YOUR OBJECTIVE
Repeat the records in full and exactly, omitting pictures.
----------
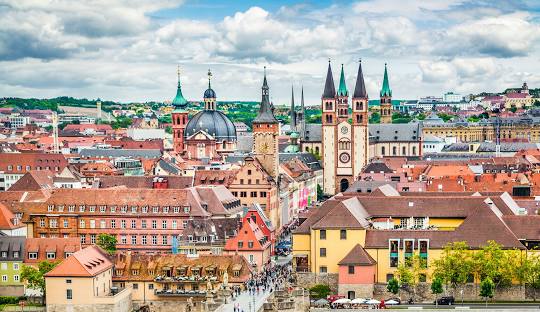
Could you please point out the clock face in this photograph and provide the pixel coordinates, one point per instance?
(344, 157)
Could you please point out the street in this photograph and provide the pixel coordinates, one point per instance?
(248, 302)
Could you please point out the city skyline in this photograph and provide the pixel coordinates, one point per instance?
(130, 52)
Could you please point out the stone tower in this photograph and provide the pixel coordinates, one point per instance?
(386, 99)
(344, 134)
(265, 134)
(179, 117)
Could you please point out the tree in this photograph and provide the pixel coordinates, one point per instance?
(486, 289)
(393, 286)
(494, 263)
(107, 242)
(436, 289)
(409, 272)
(320, 291)
(34, 277)
(455, 264)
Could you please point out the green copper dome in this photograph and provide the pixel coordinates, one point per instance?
(385, 91)
(342, 91)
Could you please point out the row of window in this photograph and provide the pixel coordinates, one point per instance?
(122, 209)
(28, 168)
(133, 239)
(103, 224)
(252, 194)
(342, 234)
(4, 266)
(4, 254)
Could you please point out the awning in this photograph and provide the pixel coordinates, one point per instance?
(70, 248)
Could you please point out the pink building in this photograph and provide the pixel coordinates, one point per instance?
(357, 274)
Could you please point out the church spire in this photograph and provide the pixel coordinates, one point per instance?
(385, 91)
(329, 87)
(266, 114)
(293, 111)
(342, 90)
(360, 87)
(179, 101)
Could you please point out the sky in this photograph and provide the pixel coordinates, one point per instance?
(128, 50)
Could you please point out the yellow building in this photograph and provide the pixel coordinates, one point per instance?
(380, 230)
(83, 282)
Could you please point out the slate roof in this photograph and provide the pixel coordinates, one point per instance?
(174, 182)
(357, 256)
(11, 244)
(313, 133)
(115, 153)
(395, 132)
(307, 158)
(87, 262)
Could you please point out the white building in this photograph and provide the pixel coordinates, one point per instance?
(17, 121)
(452, 97)
(138, 134)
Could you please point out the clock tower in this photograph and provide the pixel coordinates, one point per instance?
(344, 132)
(265, 134)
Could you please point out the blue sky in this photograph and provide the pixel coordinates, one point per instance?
(128, 50)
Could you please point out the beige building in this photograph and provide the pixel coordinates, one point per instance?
(83, 282)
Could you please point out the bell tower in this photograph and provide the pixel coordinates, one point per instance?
(179, 117)
(360, 123)
(386, 99)
(265, 134)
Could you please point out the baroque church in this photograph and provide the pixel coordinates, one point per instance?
(209, 134)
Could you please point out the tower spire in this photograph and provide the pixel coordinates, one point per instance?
(329, 87)
(179, 101)
(342, 90)
(360, 87)
(293, 111)
(266, 114)
(385, 91)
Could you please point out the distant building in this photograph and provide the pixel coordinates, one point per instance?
(83, 282)
(452, 97)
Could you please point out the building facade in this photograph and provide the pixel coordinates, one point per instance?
(344, 144)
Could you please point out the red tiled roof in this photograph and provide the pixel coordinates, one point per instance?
(357, 256)
(87, 262)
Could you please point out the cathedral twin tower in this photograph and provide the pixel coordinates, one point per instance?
(345, 135)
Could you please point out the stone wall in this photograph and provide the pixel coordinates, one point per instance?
(360, 290)
(12, 290)
(308, 280)
(470, 293)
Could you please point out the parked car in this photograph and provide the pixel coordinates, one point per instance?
(332, 298)
(449, 300)
(396, 299)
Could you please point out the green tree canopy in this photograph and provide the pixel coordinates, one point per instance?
(107, 242)
(35, 277)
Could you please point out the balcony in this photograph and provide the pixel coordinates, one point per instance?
(185, 279)
(180, 293)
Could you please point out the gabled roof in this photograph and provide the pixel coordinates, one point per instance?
(87, 262)
(7, 218)
(360, 87)
(34, 180)
(357, 256)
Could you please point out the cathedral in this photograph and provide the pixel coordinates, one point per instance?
(345, 138)
(209, 134)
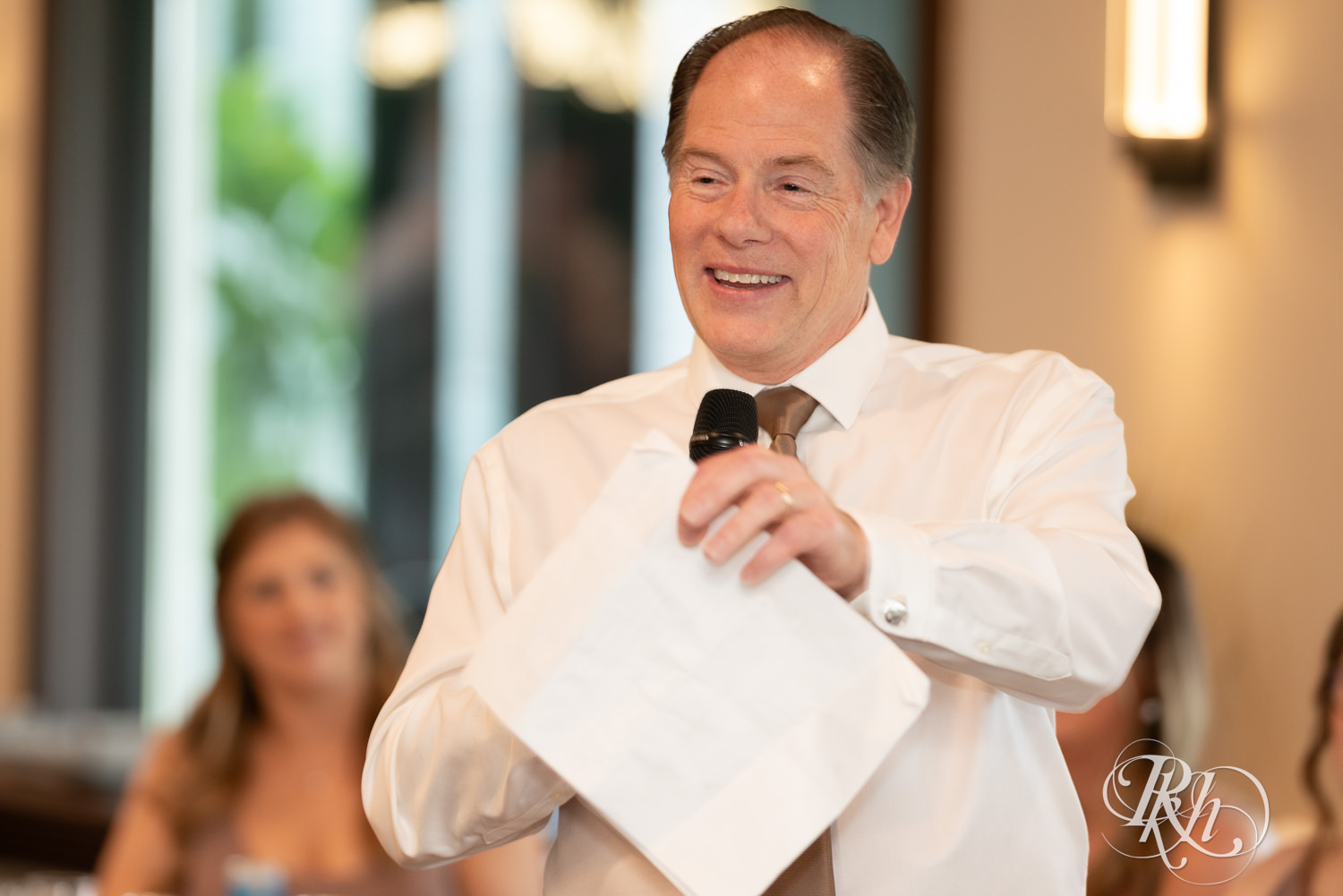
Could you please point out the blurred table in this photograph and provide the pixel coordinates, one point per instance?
(61, 777)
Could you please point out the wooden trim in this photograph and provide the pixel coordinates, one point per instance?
(927, 174)
(21, 59)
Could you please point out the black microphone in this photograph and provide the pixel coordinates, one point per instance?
(727, 419)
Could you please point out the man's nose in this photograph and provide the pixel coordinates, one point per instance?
(743, 219)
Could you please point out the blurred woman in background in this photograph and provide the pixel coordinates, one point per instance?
(1316, 866)
(1163, 699)
(269, 764)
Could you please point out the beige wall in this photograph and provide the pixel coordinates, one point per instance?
(1219, 322)
(21, 64)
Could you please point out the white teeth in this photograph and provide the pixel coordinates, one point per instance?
(728, 277)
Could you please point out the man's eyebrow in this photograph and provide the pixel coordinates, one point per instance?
(693, 152)
(802, 161)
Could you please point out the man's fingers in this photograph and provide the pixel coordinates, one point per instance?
(725, 480)
(794, 536)
(762, 506)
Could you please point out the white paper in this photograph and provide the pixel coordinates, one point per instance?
(720, 729)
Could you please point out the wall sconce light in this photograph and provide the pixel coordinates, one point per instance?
(1157, 85)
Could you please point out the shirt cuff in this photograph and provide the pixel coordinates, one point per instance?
(902, 600)
(900, 581)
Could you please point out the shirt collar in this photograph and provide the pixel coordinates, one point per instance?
(840, 379)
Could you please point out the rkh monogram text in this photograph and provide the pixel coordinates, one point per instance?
(1178, 810)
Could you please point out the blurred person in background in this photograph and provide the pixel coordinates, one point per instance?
(268, 766)
(1163, 699)
(1313, 868)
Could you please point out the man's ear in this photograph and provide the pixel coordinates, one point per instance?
(891, 212)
----------
TASK SOLUTION
Could you please point out the clock face in this photograph and provide the pixel coordinates, one point per instance?
(344, 157)
Could you please point out the street in this photograph and provide the pixel coordinates, one point per instance?
(248, 302)
Could you please point out the city skyline in this photograph and provide the pixel coordinates, one point per instance?
(130, 52)
Could you please point out the stone tower in this photograph and provide the pixel coordinates, one point per instance?
(386, 99)
(344, 134)
(265, 134)
(179, 117)
Could you please point out the tree in this photograph and provide the pixel coordinates, one point per instance?
(486, 289)
(393, 286)
(494, 263)
(107, 242)
(436, 289)
(409, 272)
(320, 291)
(34, 277)
(455, 264)
Could you please point out the green copper dome in this photograph and provide the pixel coordinates, one point per instance?
(385, 91)
(342, 91)
Could you please point out the row of window in this photograph and provide the pixel coordinates, one point per instance?
(122, 209)
(28, 168)
(133, 239)
(103, 224)
(252, 194)
(342, 234)
(4, 266)
(4, 254)
Could you please point out the awning in this photograph and provide the pixel coordinates, one point per instance?
(70, 248)
Could you please point out the pink building in this photograph and provide the pixel coordinates, one point per instance?
(357, 274)
Could you please point out the church spire in this photograph and provide the pixel coordinates, one point per instance?
(385, 91)
(329, 87)
(266, 114)
(293, 111)
(342, 90)
(360, 87)
(179, 101)
Could you please point out the sky in this photograph and provide the pixel coordinates, one point per instance?
(128, 50)
Could you please point out the yellow building in this photograph and provide the pixel coordinates, one point per instance?
(380, 230)
(83, 282)
Could you please point out the slate roof in this photograph and provide the pixel coordinates, one point per instance?
(174, 182)
(357, 256)
(11, 244)
(313, 133)
(115, 153)
(395, 132)
(307, 158)
(87, 262)
Could you please point out the white building in this photograph and provide the pixel coordinates, one point per instance?
(17, 121)
(452, 97)
(138, 134)
Could you please point out the clock tower in this photograph and provide the pixel coordinates, one point per instance?
(344, 132)
(265, 134)
Could you please point out the blue sky in this photograph and provide the pixel coordinates, one point per instance?
(128, 50)
Could you please point out the beige building in this photograph and provide the pixel coordinates, one point per instance?
(83, 282)
Could you please point out the bell tower in this photograph and provide the pixel coordinates, one point per instance?
(179, 117)
(360, 123)
(386, 99)
(265, 134)
Could you please point out the baroque church in this photograph and provide the pixel coordinates, one point per instance?
(209, 134)
Could you please point out the tower spire in this photograph and provide the pixel coordinates, one point per instance?
(329, 87)
(179, 101)
(342, 90)
(360, 87)
(293, 111)
(266, 114)
(385, 91)
Could you please point out the distant building in this photograph and provide the pixel coordinates, one point per instance?
(83, 282)
(452, 97)
Could you please point out the building facade in this photograph and provide the pixel coordinates, one point per instance?
(344, 144)
Could you please point out the red tiled roof in this photograph and provide the pixel coordinates, one point per instance?
(357, 256)
(87, 262)
Could you please point out the cathedral twin tower in this photograph and provide the pixel coordinates, one point per instance?
(345, 135)
Could you please point out the stone wall in this photograph and provide the pixel coordinates, one point per instance?
(360, 290)
(12, 290)
(308, 280)
(470, 293)
Could you please point out the parked car in this photograph and provide the pixel coordinates, one point per instance?
(332, 298)
(449, 300)
(396, 299)
Could you please point out the green tree canopy in this photograph and provide the pixel coordinates, one point per instance?
(107, 242)
(35, 277)
Could you please point out the balcony in this photograph and provide the pixel coordinates, one point per instance?
(185, 279)
(180, 293)
Could you please point out the gabled roof in this photograph and provide the pixel coordinates, one point per instance?
(87, 262)
(7, 218)
(360, 87)
(34, 180)
(357, 256)
Could you please point out the cathedral in this photograph and provide the pixel coordinates, one point per instance?
(345, 138)
(209, 134)
Could you please point out the blurred table in this photograph and provide the pixel coordinates, one point per instance?
(61, 777)
Could you please point out the wooden trim in this photograph and provide the pixel coordinates, one point per instance?
(927, 174)
(21, 59)
Could you please point out the black microphone in this photograph and provide the pixel coordinates, one point per instance?
(727, 419)
Could you please point out the man's nose in this photograph and provide the pixel coordinates, one point per instance?
(743, 219)
Could you please point out the blurred woman in background in this photograph and provide the pixel coordinates, one point per instance?
(1316, 866)
(1163, 699)
(269, 764)
Could you please point out the beige wall in this photograph and provide the pixel coordinates, one point per instance?
(1219, 322)
(21, 64)
Could you please point out the white teeth in this photograph and provide the pixel coordinates, one point per instance?
(728, 277)
Could you please point out the man's eyebrow in this photograph and provide the pixel coordinates, one point per instance?
(693, 152)
(802, 161)
Could you please point out the man's fingers in this photograph and provide the pixel coordinates, one point per instance?
(725, 480)
(794, 536)
(762, 506)
Could you please point out the white paper in this photograph and provide the pixel coordinates, one point per instance?
(720, 729)
Could you please point out the wall sconce light in this photograph and provide the pixel coordinates, one point per instance?
(1157, 85)
Could you please point out the shirt cuff in this photograph and provide the pixel coordinates, one point per instance?
(902, 600)
(900, 581)
Could you please point out the shirt collar in this photograph and provide the pixel coordinates, one point per instance?
(840, 379)
Could you please point out the rkh monogram text in this photograph and provide the pixel coordinates, one point per instance?
(1178, 810)
Could you please point out the blurred person in background in this photograph and provide the pixel coordinates, one point per instance?
(268, 766)
(1163, 699)
(1313, 868)
Could you please point out the man's ear in this photograph and provide the pixel coordinates, one point per instance?
(891, 212)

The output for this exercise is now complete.